§ **EXTRACTED TEXT**:
....
# Newby-Question about Bowtech SWAT



## bowsnmoore (Apr 2, 2010)

Hello all. Been lurking around for a few months now, and decided to join in on the fun. Do any of you know if the Bowtech SWAT SE has the Invelvet finish? Thanks, and good to be here.


----------



## asa1485 (Jan 16, 2008)

Welcome


----------



## Tim Roberts (Jul 13, 2002)

:wav: :yo: *G'day.*







to *Archery Talk* bowsnmoore. Have fun here.


----------



## Dthbyhoyt (Dec 4, 2004)

:welcome: 2 ArcheryTalk


----------



## PLINKING.40 (Mar 4, 2010)

bowsnmoore said:


> Hello all. Been lurking around for a few months now, and decided to join in on the fun. Do any of you know if the Bowtech SWAT SE has the Invelvet finish? Thanks, and good to be here.
....
Items from a data source:
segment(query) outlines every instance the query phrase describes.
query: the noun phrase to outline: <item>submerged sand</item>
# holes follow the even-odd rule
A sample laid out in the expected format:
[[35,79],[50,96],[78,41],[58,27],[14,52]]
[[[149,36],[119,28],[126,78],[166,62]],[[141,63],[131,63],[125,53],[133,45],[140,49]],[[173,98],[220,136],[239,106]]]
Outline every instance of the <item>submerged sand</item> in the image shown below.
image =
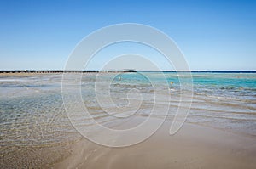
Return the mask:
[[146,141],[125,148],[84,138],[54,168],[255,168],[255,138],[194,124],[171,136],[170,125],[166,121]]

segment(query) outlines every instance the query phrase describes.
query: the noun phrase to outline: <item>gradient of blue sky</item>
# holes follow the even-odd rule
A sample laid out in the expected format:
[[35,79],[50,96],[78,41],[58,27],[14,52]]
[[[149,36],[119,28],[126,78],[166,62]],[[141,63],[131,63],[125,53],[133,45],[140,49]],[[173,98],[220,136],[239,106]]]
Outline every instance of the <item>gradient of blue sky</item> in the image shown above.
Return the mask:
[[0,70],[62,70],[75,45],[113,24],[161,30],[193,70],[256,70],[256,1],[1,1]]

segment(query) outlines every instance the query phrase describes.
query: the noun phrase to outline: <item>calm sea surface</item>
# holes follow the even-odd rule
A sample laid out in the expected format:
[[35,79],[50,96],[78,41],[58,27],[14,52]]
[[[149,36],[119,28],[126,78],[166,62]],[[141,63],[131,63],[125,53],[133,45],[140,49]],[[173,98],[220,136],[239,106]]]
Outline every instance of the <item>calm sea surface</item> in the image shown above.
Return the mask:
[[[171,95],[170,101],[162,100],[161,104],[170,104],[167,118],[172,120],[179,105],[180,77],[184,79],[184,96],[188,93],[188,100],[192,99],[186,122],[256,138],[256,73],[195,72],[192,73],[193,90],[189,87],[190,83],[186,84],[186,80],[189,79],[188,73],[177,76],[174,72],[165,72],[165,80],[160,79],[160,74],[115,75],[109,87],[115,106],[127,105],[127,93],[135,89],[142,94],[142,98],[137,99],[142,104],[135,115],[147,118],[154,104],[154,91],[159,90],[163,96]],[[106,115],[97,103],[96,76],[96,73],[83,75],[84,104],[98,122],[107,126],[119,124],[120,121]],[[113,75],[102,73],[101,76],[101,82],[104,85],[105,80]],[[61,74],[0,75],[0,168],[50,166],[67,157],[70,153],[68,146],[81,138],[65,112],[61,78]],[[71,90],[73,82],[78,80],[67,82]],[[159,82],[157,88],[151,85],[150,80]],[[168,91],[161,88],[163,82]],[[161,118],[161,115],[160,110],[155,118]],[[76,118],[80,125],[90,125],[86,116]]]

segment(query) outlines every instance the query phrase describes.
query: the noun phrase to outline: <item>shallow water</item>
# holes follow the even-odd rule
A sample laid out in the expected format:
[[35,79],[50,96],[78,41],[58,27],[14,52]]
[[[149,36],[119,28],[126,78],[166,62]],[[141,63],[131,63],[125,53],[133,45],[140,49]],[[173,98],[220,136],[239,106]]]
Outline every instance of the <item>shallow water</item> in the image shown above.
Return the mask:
....
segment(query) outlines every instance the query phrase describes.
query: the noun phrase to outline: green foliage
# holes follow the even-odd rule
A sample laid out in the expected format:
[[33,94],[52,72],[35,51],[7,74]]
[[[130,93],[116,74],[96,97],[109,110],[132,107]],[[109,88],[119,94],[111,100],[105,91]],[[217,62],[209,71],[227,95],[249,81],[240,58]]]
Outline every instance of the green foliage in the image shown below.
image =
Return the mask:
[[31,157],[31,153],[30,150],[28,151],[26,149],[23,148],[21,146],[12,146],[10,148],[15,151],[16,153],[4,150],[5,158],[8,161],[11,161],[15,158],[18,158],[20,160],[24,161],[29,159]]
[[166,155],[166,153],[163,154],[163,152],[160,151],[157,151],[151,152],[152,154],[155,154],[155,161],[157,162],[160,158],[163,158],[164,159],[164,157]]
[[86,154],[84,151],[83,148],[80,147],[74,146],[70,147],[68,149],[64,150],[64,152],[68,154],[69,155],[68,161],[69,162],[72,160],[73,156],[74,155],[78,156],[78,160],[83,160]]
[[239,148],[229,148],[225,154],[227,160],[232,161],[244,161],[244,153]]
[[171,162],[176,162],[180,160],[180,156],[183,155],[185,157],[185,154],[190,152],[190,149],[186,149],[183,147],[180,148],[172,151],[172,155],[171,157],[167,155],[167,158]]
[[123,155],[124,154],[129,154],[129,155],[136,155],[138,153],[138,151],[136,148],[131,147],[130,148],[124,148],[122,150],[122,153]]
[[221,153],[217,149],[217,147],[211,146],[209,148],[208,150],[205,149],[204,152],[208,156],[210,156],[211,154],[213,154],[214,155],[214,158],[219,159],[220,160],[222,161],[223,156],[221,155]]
....
§ **PROBLEM SET**:
**a)** Translate this sentence from the Bowtech SWAT forum thread into Spanish: "Do any of you know if the Bowtech SWAT SE has the Invelvet finish?"
**b)** Carry the Bowtech SWAT forum thread forward from the end of its last post.

§ **PER-TASK OUTPUTS**:
**a)** ¿Alguno de ustedes sabe si el Bowtech SWAT SE tiene el acabado Invelvet?

**b)**
WECOME..I think so, Go to there web site and look under Products.and it gives a low down...


----------



## buckchaser86 (Jun 10, 2009)

Welcome to AT!!


----------



## Bowhuntr64 (Aug 6, 2007)

:wav: Welcome to AT


----------



## wicked1Joe (May 19, 2009)

:wav:
*Welcome to AT*


----------



## rycountryboy (Feb 21, 2008)

:welcome: to AT


----------



## BWiz (Dec 15, 2008)

:welcomesign: to AT!!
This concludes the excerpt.